═══ Source information ═══

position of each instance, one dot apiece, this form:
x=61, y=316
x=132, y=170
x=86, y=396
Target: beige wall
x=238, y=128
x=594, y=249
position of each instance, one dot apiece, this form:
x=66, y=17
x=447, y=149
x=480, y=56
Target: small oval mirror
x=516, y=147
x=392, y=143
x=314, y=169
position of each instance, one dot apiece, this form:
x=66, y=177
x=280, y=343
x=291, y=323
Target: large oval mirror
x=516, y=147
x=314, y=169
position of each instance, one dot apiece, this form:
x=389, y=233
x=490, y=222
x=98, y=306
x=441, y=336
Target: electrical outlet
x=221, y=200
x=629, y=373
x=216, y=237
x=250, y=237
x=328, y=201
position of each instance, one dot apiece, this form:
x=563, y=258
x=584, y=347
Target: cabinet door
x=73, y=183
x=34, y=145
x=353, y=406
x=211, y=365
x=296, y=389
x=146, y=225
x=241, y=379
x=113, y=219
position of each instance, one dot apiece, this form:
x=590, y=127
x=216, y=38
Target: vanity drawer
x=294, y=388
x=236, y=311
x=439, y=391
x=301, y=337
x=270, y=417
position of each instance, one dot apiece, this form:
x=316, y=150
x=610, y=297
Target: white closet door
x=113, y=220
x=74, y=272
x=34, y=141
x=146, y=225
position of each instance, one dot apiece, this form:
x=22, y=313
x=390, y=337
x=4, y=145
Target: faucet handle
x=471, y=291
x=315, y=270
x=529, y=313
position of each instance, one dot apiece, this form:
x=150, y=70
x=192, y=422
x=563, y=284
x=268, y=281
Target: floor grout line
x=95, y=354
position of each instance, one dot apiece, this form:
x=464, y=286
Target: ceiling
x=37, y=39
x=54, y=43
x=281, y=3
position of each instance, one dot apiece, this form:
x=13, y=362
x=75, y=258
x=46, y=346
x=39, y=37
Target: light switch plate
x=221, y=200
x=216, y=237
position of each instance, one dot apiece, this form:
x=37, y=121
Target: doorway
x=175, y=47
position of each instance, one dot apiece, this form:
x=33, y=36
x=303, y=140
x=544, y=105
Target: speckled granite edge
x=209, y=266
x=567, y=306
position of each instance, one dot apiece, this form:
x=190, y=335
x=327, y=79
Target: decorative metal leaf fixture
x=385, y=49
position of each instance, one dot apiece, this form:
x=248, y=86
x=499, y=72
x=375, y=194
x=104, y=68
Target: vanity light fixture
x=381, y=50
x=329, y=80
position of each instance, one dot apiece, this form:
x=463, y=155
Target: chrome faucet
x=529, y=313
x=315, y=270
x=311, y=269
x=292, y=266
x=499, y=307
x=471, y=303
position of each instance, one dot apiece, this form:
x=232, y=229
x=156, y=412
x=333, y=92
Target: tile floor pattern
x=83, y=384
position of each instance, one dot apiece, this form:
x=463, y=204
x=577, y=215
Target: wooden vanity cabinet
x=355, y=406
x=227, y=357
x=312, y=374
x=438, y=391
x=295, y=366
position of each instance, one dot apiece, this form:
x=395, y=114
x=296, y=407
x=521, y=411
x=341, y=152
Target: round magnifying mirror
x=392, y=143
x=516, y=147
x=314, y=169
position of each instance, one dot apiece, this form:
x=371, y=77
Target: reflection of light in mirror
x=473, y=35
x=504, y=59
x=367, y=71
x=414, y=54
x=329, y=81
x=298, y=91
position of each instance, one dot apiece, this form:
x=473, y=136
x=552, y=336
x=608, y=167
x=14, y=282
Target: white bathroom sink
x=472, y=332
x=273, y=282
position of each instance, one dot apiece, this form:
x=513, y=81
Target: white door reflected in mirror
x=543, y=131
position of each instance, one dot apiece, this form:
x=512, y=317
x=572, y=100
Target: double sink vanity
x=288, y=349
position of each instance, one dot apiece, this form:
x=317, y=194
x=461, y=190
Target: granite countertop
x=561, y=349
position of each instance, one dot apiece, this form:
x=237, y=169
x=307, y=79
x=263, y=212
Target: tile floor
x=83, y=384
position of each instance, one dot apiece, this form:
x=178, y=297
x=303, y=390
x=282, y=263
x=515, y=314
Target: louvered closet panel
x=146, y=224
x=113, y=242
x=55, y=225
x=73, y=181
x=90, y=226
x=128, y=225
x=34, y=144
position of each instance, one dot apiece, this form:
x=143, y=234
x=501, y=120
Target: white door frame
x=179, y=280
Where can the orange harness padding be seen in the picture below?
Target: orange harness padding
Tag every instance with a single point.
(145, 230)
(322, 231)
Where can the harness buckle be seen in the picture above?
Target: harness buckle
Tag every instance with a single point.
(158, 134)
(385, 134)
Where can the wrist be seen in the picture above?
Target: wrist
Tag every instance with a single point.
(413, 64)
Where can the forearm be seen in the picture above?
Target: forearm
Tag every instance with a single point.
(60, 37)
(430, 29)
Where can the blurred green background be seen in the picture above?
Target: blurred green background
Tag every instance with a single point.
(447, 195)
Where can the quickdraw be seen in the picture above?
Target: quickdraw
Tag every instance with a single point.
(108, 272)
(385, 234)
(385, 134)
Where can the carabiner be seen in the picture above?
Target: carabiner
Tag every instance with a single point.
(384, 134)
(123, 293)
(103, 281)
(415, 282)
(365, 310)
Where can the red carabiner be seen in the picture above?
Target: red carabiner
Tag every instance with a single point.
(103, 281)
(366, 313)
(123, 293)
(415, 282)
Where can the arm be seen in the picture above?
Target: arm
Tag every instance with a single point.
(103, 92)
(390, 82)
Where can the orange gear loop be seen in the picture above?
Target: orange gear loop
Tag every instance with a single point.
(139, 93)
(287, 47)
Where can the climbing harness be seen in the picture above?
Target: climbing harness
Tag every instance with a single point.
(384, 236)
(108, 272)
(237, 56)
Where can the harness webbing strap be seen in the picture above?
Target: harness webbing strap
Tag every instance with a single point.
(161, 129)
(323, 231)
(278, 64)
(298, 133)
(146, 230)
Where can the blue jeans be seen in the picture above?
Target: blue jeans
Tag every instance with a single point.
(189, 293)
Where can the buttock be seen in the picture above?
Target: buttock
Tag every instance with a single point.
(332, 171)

═══

Your assignment.
Make an exact copy of every entry.

Solution to the exercise.
position of each instance, one dot apiece, this form:
x=61, y=316
x=132, y=170
x=86, y=396
Target: beige wall
x=238, y=128
x=594, y=249
position of each instance, one dot apiece, this form:
x=66, y=17
x=447, y=149
x=480, y=56
Target: small oval mirror
x=516, y=147
x=392, y=143
x=314, y=169
position of each instance, one dot apiece, this form:
x=66, y=177
x=280, y=343
x=291, y=323
Target: large oval mirror
x=516, y=147
x=314, y=169
position of each instance, one dot apiece, this form:
x=389, y=233
x=490, y=222
x=98, y=306
x=441, y=336
Target: electrical outlet
x=221, y=200
x=629, y=373
x=216, y=237
x=250, y=237
x=328, y=201
position of each instance, one dot apiece, this form:
x=563, y=258
x=584, y=347
Target: cabinet door
x=73, y=183
x=34, y=145
x=353, y=406
x=211, y=365
x=296, y=389
x=146, y=225
x=241, y=379
x=113, y=219
position of each instance, one dot apiece, this form:
x=590, y=127
x=216, y=38
Target: vanity drawer
x=294, y=388
x=236, y=311
x=439, y=391
x=301, y=337
x=270, y=417
position of each instance, one dot apiece, this form:
x=316, y=150
x=610, y=297
Target: white closet door
x=113, y=220
x=74, y=272
x=34, y=141
x=146, y=225
position of each instance, one dot apiece, this form:
x=22, y=313
x=390, y=337
x=4, y=145
Target: faucet handle
x=471, y=291
x=315, y=270
x=529, y=313
position of each instance, one dot apiece, this form:
x=150, y=70
x=192, y=422
x=563, y=284
x=268, y=281
Target: floor grout line
x=95, y=354
position of each instance, one dot apiece, this form:
x=464, y=286
Target: ceiling
x=37, y=39
x=54, y=43
x=281, y=3
position of each instance, one dot apiece, this form:
x=13, y=362
x=75, y=258
x=46, y=346
x=39, y=37
Target: light switch plate
x=221, y=200
x=216, y=237
position of each instance, one dot apiece, this form:
x=37, y=121
Target: doorway
x=175, y=47
position of each instance, one dot apiece, this form:
x=33, y=36
x=303, y=140
x=544, y=105
Target: speckled granite edge
x=209, y=266
x=567, y=306
position of each instance, one dot apiece, this form:
x=190, y=335
x=327, y=79
Target: decorative metal leaf fixture
x=385, y=49
position of each instance, one dot apiece, this form:
x=248, y=86
x=499, y=72
x=375, y=194
x=104, y=68
Target: vanity light fixture
x=381, y=50
x=329, y=80
position of each instance, one dot apiece, this form:
x=463, y=155
Target: chrome faucet
x=529, y=313
x=315, y=270
x=311, y=269
x=292, y=266
x=499, y=307
x=471, y=303
position of each instance, one dot apiece, this form:
x=232, y=229
x=156, y=412
x=333, y=92
Target: tile floor pattern
x=83, y=384
position of each instance, one dot apiece, this form:
x=463, y=204
x=577, y=215
Target: wooden vanity cabinet
x=355, y=406
x=227, y=357
x=312, y=374
x=438, y=391
x=295, y=366
position of each instance, one dot apiece, this form:
x=395, y=114
x=296, y=407
x=521, y=411
x=341, y=152
Target: round magnifying mirror
x=392, y=143
x=516, y=147
x=314, y=169
position of each instance, one dot apiece, this form:
x=371, y=77
Target: reflection of light in mirror
x=473, y=35
x=504, y=59
x=367, y=71
x=414, y=54
x=329, y=81
x=298, y=91
position of each instance, one dot apiece, this form:
x=473, y=136
x=552, y=336
x=608, y=167
x=14, y=282
Target: white bathroom sink
x=472, y=332
x=273, y=282
position of each instance, one dot apiece, this form:
x=513, y=81
Target: white door reflected in mirror
x=543, y=131
position of each instance, one dot apiece, this form:
x=512, y=317
x=572, y=100
Target: double sink vanity
x=288, y=349
position of each instance, one dot apiece, this form:
x=317, y=194
x=461, y=190
Target: granite countertop
x=561, y=349
position of each instance, one dot apiece, this form:
x=237, y=169
x=307, y=79
x=263, y=212
Target: tile floor
x=83, y=384
position of each instance, one dot apiece, this form:
x=178, y=297
x=303, y=390
x=282, y=263
x=515, y=314
Target: louvered closet panel
x=146, y=224
x=113, y=242
x=55, y=225
x=73, y=181
x=90, y=226
x=128, y=225
x=34, y=144
position of each instance, one dot apiece, this form:
x=143, y=234
x=501, y=120
Target: white door frame
x=179, y=280
Where can the orange harness padding be seen in the picture below?
Target: orange harness padding
Tag every instance with a single point.
(145, 230)
(322, 231)
Where can the harness buckle be seen in the picture above?
Target: harness buckle
Tag every instance with a single point.
(158, 134)
(385, 134)
Where can the wrist be seen in the picture above?
Target: wrist
Tag every instance with a single point.
(413, 64)
Where can the forearm be seen in the picture above?
Target: forearm
Tag every instance with a single point.
(60, 37)
(430, 29)
Where can the blurred green background be seen in the picture above?
Target: blurred green background
Tag every instance with a single point.
(447, 195)
Where can the quickdraw be seen in the picture above?
Target: quickdraw
Tag every instance with a single point.
(108, 272)
(385, 234)
(385, 134)
Where can the carabiner be seen in the picture above?
Target: carabiner
Tag every instance with a single point.
(384, 134)
(123, 293)
(103, 281)
(415, 282)
(365, 310)
Where can the red carabiner be seen in the picture above?
Target: red carabiner
Tag every instance with a single point.
(103, 281)
(366, 313)
(123, 293)
(415, 282)
Where can the arm be seen in the picture above?
Target: arm
Tag every instance with a single point.
(103, 92)
(390, 82)
Where can the orange gear loop be seen in the picture above?
Target: orange gear loop
Tag every instance with a single point.
(139, 93)
(287, 47)
Where can the climbing harness be seen in the picture above?
Target: climbing harness
Tag every instance with a single point.
(384, 236)
(108, 272)
(237, 56)
Where can the harness webbing strap be seen in the picture above?
Target: harness webbing strap
Tag every instance with a single point.
(161, 129)
(323, 231)
(278, 64)
(298, 133)
(146, 230)
Where can the blue jeans be seen in the picture above?
Target: blue jeans
Tag every instance with a single point.
(189, 293)
Where can the buttock be seen in the picture above?
Target: buttock
Tag every instance with a single point.
(332, 171)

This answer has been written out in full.